### Record list

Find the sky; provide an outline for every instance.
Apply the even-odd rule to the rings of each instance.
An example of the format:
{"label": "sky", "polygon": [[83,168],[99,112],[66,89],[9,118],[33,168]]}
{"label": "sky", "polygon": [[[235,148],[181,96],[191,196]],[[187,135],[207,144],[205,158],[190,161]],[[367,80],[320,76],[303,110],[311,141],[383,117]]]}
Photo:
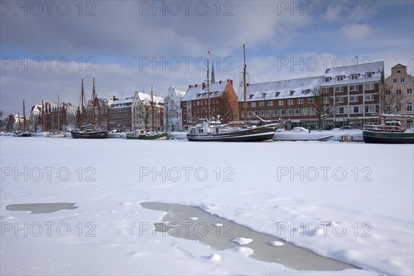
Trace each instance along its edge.
{"label": "sky", "polygon": [[[4,1],[0,110],[41,101],[79,104],[93,76],[99,97],[173,86],[322,75],[327,68],[384,61],[414,75],[413,1]],[[208,53],[210,52],[210,54]],[[3,115],[5,116],[5,115]],[[3,118],[2,118],[3,119]]]}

######

- Problem
Please rewrite all the records above with "instance" swapped for "region" and everything else left as is. Leave the pictures out of your answer.

- In response
Find the sky; provide an outline for every region.
Apply the even-odd rule to the rings of each region.
An example of the format:
{"label": "sky", "polygon": [[83,168],[99,112],[66,89],[9,118],[33,168]]}
{"label": "sky", "polygon": [[[235,148],[181,96],[191,196]],[[187,135],[207,144],[205,158],[190,161]],[[367,80],[320,76],[303,110],[311,141],[383,117]]]}
Photo:
Trace each region along its edge.
{"label": "sky", "polygon": [[[4,1],[0,110],[41,101],[79,104],[93,76],[99,97],[173,86],[322,75],[327,68],[384,61],[414,75],[413,1]],[[208,53],[210,52],[210,54]],[[3,115],[5,116],[5,115]],[[3,118],[2,118],[3,119]]]}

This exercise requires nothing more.